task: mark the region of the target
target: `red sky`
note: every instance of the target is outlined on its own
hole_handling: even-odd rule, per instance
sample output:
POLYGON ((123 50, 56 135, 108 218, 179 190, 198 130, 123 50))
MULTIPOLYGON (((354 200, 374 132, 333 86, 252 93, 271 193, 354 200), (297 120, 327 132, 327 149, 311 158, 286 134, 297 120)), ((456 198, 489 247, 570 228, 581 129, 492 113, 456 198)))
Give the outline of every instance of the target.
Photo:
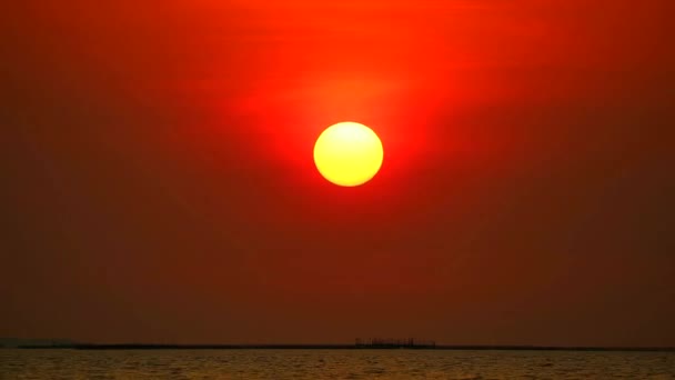
POLYGON ((0 336, 675 346, 674 11, 0 6, 0 336))

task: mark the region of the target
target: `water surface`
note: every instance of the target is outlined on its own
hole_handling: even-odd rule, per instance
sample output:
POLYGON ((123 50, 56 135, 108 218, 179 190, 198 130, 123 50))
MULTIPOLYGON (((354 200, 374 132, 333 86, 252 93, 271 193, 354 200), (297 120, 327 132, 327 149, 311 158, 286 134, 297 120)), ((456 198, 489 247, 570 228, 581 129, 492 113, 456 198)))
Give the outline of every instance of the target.
POLYGON ((675 352, 16 350, 0 379, 675 379, 675 352))

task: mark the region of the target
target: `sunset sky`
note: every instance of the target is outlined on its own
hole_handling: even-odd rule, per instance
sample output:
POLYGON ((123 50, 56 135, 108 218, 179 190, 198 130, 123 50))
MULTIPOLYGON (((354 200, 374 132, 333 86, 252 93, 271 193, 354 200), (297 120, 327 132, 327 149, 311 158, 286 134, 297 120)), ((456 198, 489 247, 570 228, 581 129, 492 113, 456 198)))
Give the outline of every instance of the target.
POLYGON ((0 337, 675 346, 673 14, 6 1, 0 337), (356 188, 312 160, 346 120, 356 188))

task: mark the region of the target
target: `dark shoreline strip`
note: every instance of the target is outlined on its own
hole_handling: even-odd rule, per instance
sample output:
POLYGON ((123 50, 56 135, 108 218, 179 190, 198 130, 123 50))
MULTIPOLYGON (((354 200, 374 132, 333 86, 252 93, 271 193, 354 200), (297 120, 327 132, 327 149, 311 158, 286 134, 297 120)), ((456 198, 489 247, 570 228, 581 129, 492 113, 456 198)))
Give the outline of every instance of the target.
POLYGON ((355 344, 72 344, 21 346, 20 349, 74 350, 463 350, 463 351, 658 351, 675 347, 546 347, 546 346, 355 346, 355 344))

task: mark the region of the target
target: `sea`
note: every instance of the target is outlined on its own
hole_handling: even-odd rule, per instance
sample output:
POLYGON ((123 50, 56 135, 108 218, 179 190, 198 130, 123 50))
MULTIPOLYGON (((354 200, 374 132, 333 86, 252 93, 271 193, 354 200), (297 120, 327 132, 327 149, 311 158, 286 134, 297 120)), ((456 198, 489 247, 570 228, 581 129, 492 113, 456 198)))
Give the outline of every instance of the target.
POLYGON ((675 352, 0 349, 0 379, 675 379, 675 352))

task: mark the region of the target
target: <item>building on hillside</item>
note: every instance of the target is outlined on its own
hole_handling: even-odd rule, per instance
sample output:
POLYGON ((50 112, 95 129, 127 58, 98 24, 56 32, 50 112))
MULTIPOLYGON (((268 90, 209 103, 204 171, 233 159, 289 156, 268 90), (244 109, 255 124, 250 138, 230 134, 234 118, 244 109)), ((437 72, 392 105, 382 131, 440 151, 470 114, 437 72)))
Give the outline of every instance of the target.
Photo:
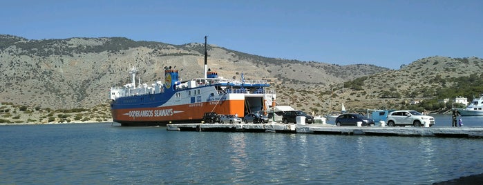
MULTIPOLYGON (((438 102, 443 103, 444 104, 446 104, 446 103, 448 103, 449 101, 450 101, 449 98, 438 100, 438 102)), ((455 98, 455 99, 453 100, 453 102, 454 102, 455 104, 461 103, 464 106, 468 106, 468 99, 466 97, 457 97, 455 98)))

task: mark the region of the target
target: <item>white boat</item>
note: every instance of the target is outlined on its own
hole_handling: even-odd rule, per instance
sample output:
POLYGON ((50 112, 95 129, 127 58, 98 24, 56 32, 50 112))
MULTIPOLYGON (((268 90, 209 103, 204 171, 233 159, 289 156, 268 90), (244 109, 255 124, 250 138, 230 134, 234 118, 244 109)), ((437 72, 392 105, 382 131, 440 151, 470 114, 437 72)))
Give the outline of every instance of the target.
POLYGON ((483 116, 483 94, 475 98, 466 108, 458 109, 462 116, 483 116))
POLYGON ((341 108, 341 113, 337 113, 337 112, 332 112, 332 113, 330 113, 326 115, 325 117, 327 117, 328 119, 328 118, 337 118, 337 117, 339 117, 341 114, 344 114, 345 113, 346 113, 345 107, 344 106, 344 104, 342 104, 342 107, 341 108))

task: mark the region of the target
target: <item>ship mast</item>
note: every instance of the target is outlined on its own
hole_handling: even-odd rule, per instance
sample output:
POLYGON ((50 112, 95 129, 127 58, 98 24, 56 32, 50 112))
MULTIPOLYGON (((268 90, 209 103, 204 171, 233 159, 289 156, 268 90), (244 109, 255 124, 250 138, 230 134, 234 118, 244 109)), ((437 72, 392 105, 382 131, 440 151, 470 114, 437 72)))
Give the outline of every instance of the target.
POLYGON ((207 36, 205 36, 205 78, 207 78, 207 69, 208 66, 207 63, 208 62, 208 50, 207 50, 207 36))

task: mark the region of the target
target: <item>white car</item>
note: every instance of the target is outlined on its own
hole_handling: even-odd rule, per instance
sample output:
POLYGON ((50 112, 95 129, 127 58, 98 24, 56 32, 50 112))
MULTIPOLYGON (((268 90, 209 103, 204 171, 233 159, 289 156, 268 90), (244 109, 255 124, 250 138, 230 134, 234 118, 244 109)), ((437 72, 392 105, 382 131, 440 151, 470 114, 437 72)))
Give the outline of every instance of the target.
POLYGON ((235 115, 221 115, 220 117, 220 124, 225 124, 225 123, 230 123, 230 124, 241 124, 242 123, 242 119, 240 117, 238 117, 235 115))
POLYGON ((429 126, 435 124, 435 118, 432 116, 424 115, 416 110, 397 110, 391 112, 388 115, 388 126, 422 126, 425 123, 429 124, 429 126))

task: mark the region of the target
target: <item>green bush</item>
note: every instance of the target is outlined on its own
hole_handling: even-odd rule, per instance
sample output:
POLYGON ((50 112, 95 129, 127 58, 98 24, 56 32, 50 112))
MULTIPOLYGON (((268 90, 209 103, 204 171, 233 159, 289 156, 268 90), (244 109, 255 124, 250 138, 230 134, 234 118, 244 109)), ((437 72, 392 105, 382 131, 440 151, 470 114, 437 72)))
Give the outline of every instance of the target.
POLYGON ((27 110, 27 106, 21 106, 21 107, 19 108, 19 110, 20 111, 25 111, 25 110, 27 110))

• _Requirements_:
Reproduce every one of the records above line for line, without any change, but leave the pictures out.

• _Complete answer_:
task: mark the region of the target
target: `red sky`
note: every instance of the target is outlined on its own
hole_handling: even-odd rule, per instance
sample output:
POLYGON ((123 50, 56 135, 108 218, 179 190, 198 130, 123 50))
MULTIPOLYGON (((354 200, 374 132, 333 86, 252 93, 271 193, 354 200), (297 120, 327 132, 327 149, 311 158, 286 134, 297 120)), ((456 198, 489 247, 570 228, 581 129, 492 113, 456 198)))
Give the outline of every instance of the target.
Photo:
POLYGON ((0 336, 675 346, 674 11, 0 6, 0 336))

task: mark the region of the target
target: `water surface`
note: every instance of the target is outlined on its own
hole_handling: even-odd rule, per instance
sample output:
POLYGON ((123 50, 56 135, 108 218, 179 190, 198 130, 123 50))
MULTIPOLYGON (((354 200, 374 132, 333 86, 252 93, 271 193, 354 200), (297 120, 327 132, 327 149, 311 158, 286 134, 297 120)), ((456 198, 489 247, 570 228, 581 129, 492 113, 456 198)))
Give the outline of every instance of the target.
POLYGON ((675 352, 16 350, 0 379, 675 379, 675 352))

task: mark the region of the target
target: `sunset sky`
note: every instance of the target is outlined on its own
hole_handling: even-odd rule, per instance
sample output:
POLYGON ((123 50, 56 135, 108 218, 179 190, 198 130, 123 50))
MULTIPOLYGON (((354 200, 374 132, 333 86, 252 93, 271 193, 354 200), (297 120, 327 132, 327 149, 311 158, 286 134, 297 120)), ((456 198, 489 247, 570 228, 581 129, 492 113, 456 198)))
Give the outline of every instance of the target.
POLYGON ((0 337, 675 346, 673 14, 6 1, 0 337), (356 188, 312 160, 346 120, 356 188))

task: mark the region of the target
target: `dark shoreline strip`
note: every instance of the target is outlined on its own
hole_handling: even-odd rule, per instance
sample output:
POLYGON ((123 50, 56 135, 108 218, 179 190, 198 130, 123 50))
MULTIPOLYGON (((354 200, 374 132, 333 86, 252 93, 271 193, 354 200), (297 120, 327 132, 327 149, 311 158, 286 134, 297 120)), ((456 198, 489 247, 570 228, 581 129, 492 113, 456 198)))
Give the outline of every instance of the target.
POLYGON ((355 344, 72 344, 21 346, 20 349, 74 350, 463 350, 463 351, 658 351, 675 347, 546 347, 546 346, 355 346, 355 344))

task: mark the region of the target
target: `sea`
note: every instance of the target is outlined on its own
hole_handling: even-odd rule, per instance
sample output:
POLYGON ((123 50, 56 135, 108 218, 179 190, 198 130, 123 50))
MULTIPOLYGON (((354 200, 374 132, 333 86, 252 93, 271 193, 354 200), (297 120, 327 132, 327 149, 311 158, 286 134, 297 120)), ((456 198, 489 247, 570 228, 581 129, 492 113, 456 198)))
Give the outline of every instance of the target.
POLYGON ((675 352, 0 349, 0 379, 675 379, 675 352))

task: mark the region of the target
target: <item>building on hillside</item>
note: every instance of the target is outlined on its own
hole_handling: even-odd rule, per instance
sample output:
POLYGON ((50 112, 95 129, 127 58, 98 24, 56 32, 50 112))
MULTIPOLYGON (((268 90, 209 103, 204 171, 233 159, 289 156, 268 90), (244 109, 255 124, 250 138, 230 134, 234 118, 244 109)), ((437 72, 392 105, 382 131, 440 151, 470 114, 437 72)))
Give the outline of every instance of the target.
Photo:
MULTIPOLYGON (((438 102, 443 103, 444 104, 446 104, 446 103, 448 103, 449 101, 450 101, 449 98, 438 100, 438 102)), ((455 98, 455 99, 453 100, 453 102, 454 102, 455 104, 461 103, 464 106, 468 106, 468 99, 466 97, 457 97, 455 98)))

task: mark the region of the target
target: <item>white boat</item>
note: every instance of the target is outlined on its own
hole_handling: even-odd rule, per instance
sample output:
POLYGON ((50 112, 95 129, 127 58, 98 24, 56 32, 50 112))
MULTIPOLYGON (((268 90, 209 103, 204 171, 233 159, 289 156, 268 90), (244 109, 255 124, 250 138, 230 134, 234 118, 244 109)), ((437 72, 392 105, 382 131, 440 151, 470 114, 437 72)))
Give the outline of every instance of the target.
POLYGON ((483 116, 483 94, 475 98, 466 108, 458 109, 462 116, 483 116))
POLYGON ((341 108, 341 113, 337 113, 337 112, 332 112, 332 113, 330 113, 326 115, 325 117, 327 117, 328 119, 328 118, 337 118, 337 117, 339 117, 341 114, 344 114, 345 113, 346 113, 345 107, 344 106, 344 104, 342 104, 342 107, 341 108))

task: mark the region of the target
target: <item>ship mast</item>
note: every instance of the target is outlined on its own
hole_handling: even-odd rule, per instance
sample output:
POLYGON ((50 112, 95 129, 127 58, 98 24, 56 32, 50 112))
MULTIPOLYGON (((268 90, 209 103, 204 171, 233 159, 289 156, 268 90), (244 109, 255 124, 250 138, 230 134, 234 118, 244 109)), ((437 72, 392 105, 382 131, 440 151, 470 114, 437 72)))
Give the outline of every instance of the target.
POLYGON ((207 36, 205 36, 205 78, 207 78, 207 69, 208 66, 207 63, 208 62, 208 50, 207 50, 207 36))

task: mark the region of the target
target: <item>white car</item>
note: every instance of the target is outlined on its own
hole_handling: even-odd rule, per instance
sample output:
POLYGON ((50 112, 95 129, 127 58, 98 24, 56 32, 50 112))
MULTIPOLYGON (((268 90, 209 103, 204 171, 233 159, 289 156, 268 90), (244 109, 255 124, 250 138, 230 134, 234 118, 244 109)), ((437 72, 392 105, 382 131, 440 151, 470 114, 437 72)))
Give the outline of every instance of the target.
POLYGON ((235 115, 221 115, 220 117, 220 124, 225 124, 225 123, 230 123, 230 124, 241 124, 242 123, 242 119, 240 117, 238 117, 235 115))
POLYGON ((429 126, 435 124, 435 118, 432 116, 424 115, 416 110, 397 110, 391 112, 388 115, 388 126, 422 126, 425 123, 429 124, 429 126))

task: mark the region of the target
target: <item>green bush</item>
note: every instance of the target is outlined on its own
hole_handling: even-odd rule, per instance
sample output:
POLYGON ((50 112, 95 129, 127 58, 98 24, 56 32, 50 112))
MULTIPOLYGON (((268 90, 209 103, 204 171, 233 159, 289 156, 268 90), (244 109, 255 124, 250 138, 230 134, 234 118, 244 109)), ((437 72, 392 105, 382 131, 440 151, 470 114, 437 72)))
Give the outline of every instance of the target.
POLYGON ((27 110, 27 106, 21 106, 21 107, 19 108, 19 110, 20 111, 25 111, 25 110, 27 110))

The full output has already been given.